Text section Block Start
By Dr. George Jacob
Kochi: If there is one group of professionals who are being taken for a ride, exploited, verbally abused in the workplace, made a doormat, and thoroughly underpaid in Kerala, it is the nurses.
This is, thanks to the adamant attitude of 1,280 private hospitals that dot the nook and corner of the state with their ravenous quench for profit. This has come to remain an integral part of the huge price that healthcare in Kerala, corrupted by over-corporatization of healthcare has been called to pay.
What is so special about Kerala, with regard to nurses?
Malayalee nurses have been traditionally known for their professionalism, knowledge, commitment and dedication that their service was sought after in the other Indian states and abroad too. But, the glitter started to fade the minute ‘nurses’ began to qualify from nursing ‘colleges’ attached to those numerous hospitals of suspicious credentials located in the neighboring states of Karnataka, Andhra Pradesh and Tamil Nadu that have sprouted like mushroom after summer rain.
Admission to these ‘factories of nurses,’ and even doctors are offered almost solely on the basis of money power, calling themselves ‘self financing institutions,’ the likes of which have established themselves in Kerala too, adding to the decimation of the much-acclaimed healthcare dispensation Kerala is known for.
There are now umpteen numbers of so-called ‘nurses’ who have completed their courses without tending to a single patient during their course. There are many who qualify as nurses sitting in their homes, far distant from the ‘colleges’ they’re supposed to be studying nursing.
Logically the nurses’ quality nosedived. Gradually, the once-acclaimed nurses from Kerala fell from grace. Parents made geese that lay golden eggs out of their daughters who qualified as nurses, thanks to huge salaries they draw from the Persian Gulf nations, the West, and countries such as Australia and New Zealand.
Text section Block End
Extracted data Block Start
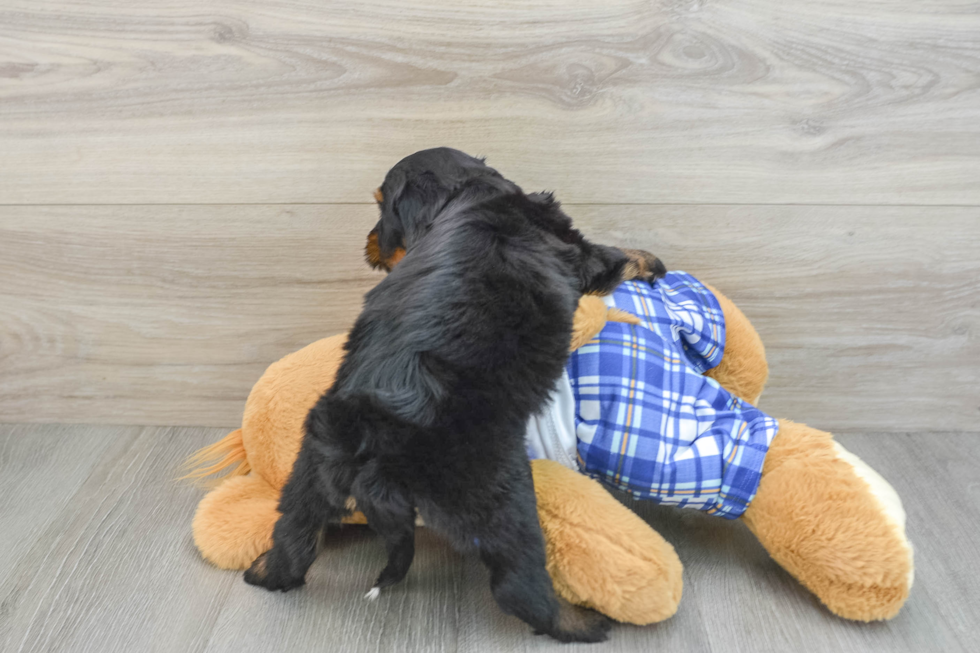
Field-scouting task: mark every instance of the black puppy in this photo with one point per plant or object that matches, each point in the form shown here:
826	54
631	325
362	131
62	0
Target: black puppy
454	350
Extracted data Block End
Required work – Write out the complete article on Kerala's nurses shown above, word for word.

Output of the exercise –
By Dr. George Jacob
Kochi: If there is one group of professionals who are being taken for a ride, exploited, verbally abused in the workplace, made a doormat, and thoroughly underpaid in Kerala, it is the nurses.
This is, thanks to the adamant attitude of 1,280 private hospitals that dot the nook and corner of the state with their ravenous quench for profit. This has come to remain an integral part of the huge price that healthcare in Kerala, corrupted by over-corporatization of healthcare has been called to pay.
What is so special about Kerala, with regard to nurses?
Malayalee nurses have been traditionally known for their professionalism, knowledge, commitment and dedication that their service was sought after in the other Indian states and abroad too. But, the glitter started to fade the minute ‘nurses’ began to qualify from nursing ‘colleges’ attached to those numerous hospitals of suspicious credentials located in the neighboring states of Karnataka, Andhra Pradesh and Tamil Nadu that have sprouted like mushroom after summer rain.
Admission to these ‘factories of nurses,’ and even doctors are offered almost solely on the basis of money power, calling themselves ‘self financing institutions,’ the likes of which have established themselves in Kerala too, adding to the decimation of the much-acclaimed healthcare dispensation Kerala is known for.
There are now umpteen numbers of so-called ‘nurses’ who have completed their courses without tending to a single patient during their course. There are many who qualify as nurses sitting in their homes, far distant from the ‘colleges’ they’re supposed to be studying nursing.
Logically the nurses’ quality nosedived. Gradually, the once-acclaimed nurses from Kerala fell from grace. Parents made geese that lay golden eggs out of their daughters who qualified as nurses, thanks to huge salaries they draw from the Persian Gulf nations, the West, and countries such as Australia and New Zealand.